:: Set task ::
Lay out the stretch of the material below, from the line containing "Reviewer note: check that each instance of the loaf" through the end of the material, as a JSON list of strings with one string per line and blank lines omitted.
------ Data supplied
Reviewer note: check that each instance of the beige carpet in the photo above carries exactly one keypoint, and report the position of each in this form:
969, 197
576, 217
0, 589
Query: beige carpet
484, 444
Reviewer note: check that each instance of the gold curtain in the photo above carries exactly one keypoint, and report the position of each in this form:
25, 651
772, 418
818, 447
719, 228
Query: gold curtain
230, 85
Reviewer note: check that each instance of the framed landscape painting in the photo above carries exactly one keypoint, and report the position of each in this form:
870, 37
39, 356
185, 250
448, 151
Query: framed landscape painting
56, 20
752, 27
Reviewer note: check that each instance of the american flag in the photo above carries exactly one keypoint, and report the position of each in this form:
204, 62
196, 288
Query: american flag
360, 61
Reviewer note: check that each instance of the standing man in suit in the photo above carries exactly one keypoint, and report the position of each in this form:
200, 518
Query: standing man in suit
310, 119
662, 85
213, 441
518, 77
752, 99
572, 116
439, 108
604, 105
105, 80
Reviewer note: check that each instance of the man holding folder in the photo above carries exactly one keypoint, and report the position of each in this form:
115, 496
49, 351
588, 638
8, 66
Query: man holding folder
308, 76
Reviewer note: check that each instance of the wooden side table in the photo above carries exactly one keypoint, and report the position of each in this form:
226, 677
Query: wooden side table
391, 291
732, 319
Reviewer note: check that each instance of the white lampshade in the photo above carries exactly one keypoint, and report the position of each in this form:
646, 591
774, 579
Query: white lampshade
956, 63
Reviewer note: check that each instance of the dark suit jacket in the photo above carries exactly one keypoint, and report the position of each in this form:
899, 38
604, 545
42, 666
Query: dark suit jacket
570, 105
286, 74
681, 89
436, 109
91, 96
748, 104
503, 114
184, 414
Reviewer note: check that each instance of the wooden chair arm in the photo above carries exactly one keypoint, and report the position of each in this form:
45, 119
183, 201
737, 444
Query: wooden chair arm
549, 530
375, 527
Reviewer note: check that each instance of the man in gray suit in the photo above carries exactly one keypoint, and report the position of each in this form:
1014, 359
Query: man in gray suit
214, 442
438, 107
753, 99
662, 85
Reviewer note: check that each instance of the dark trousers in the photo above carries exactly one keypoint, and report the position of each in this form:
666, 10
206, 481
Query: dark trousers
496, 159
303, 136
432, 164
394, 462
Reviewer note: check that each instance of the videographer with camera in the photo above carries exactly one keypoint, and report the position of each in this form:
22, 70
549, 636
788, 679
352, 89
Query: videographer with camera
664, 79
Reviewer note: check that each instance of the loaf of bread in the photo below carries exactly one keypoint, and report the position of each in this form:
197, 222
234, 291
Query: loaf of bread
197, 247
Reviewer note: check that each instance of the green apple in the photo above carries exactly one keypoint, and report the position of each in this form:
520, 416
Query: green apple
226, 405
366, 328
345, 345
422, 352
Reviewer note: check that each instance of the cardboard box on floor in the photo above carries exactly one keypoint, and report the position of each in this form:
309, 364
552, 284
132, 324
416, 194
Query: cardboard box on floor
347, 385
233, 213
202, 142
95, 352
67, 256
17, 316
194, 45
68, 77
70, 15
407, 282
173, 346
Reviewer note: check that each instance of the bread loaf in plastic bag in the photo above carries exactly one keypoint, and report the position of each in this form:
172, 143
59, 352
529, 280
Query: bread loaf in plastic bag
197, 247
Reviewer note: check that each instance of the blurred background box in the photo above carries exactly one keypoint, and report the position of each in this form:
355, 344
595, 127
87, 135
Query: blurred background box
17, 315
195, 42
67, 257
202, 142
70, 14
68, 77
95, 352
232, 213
------------
:: Final answer ::
[
  "Reviewer note: check that each instance of the loaf of bread in the photo below carries exactly one keypoint, and report the position of each in this form:",
  "197, 222",
  "234, 291",
  "Query: loaf of bread",
  "197, 247",
  "Reviewer note: check that each instance of the green apple in the photo above carries exactly one keypoint, and report the position of each in this form:",
  "520, 416",
  "Query: green apple",
  "226, 405",
  "366, 328",
  "345, 345",
  "422, 352",
  "Reviewer note: check that each instance of the cardboard box on floor in the photo above carries exactly one keypoint, and report the position of each in this form:",
  "309, 364",
  "552, 284",
  "132, 324",
  "416, 194",
  "Query: cardboard box on floor",
  "347, 385",
  "233, 213",
  "202, 142",
  "95, 352",
  "67, 256",
  "17, 316",
  "194, 45",
  "68, 77",
  "70, 15",
  "407, 282",
  "173, 346",
  "Reviewer note: check that each instance of the bread loaf in plastic bag in the photo above carries exactly one keypoint, and report the position of each in this form:",
  "172, 143",
  "59, 352",
  "529, 280",
  "Query: bread loaf in plastic bag",
  "197, 247",
  "Reviewer note: check that each instance of the blurred background box in the photo above carries exactly one keypoint, and report the position of each in this form:",
  "355, 344",
  "595, 127",
  "87, 135",
  "Query: blurred background box",
  "17, 315",
  "195, 42",
  "67, 257",
  "202, 142",
  "70, 14",
  "68, 77",
  "95, 352",
  "232, 213"
]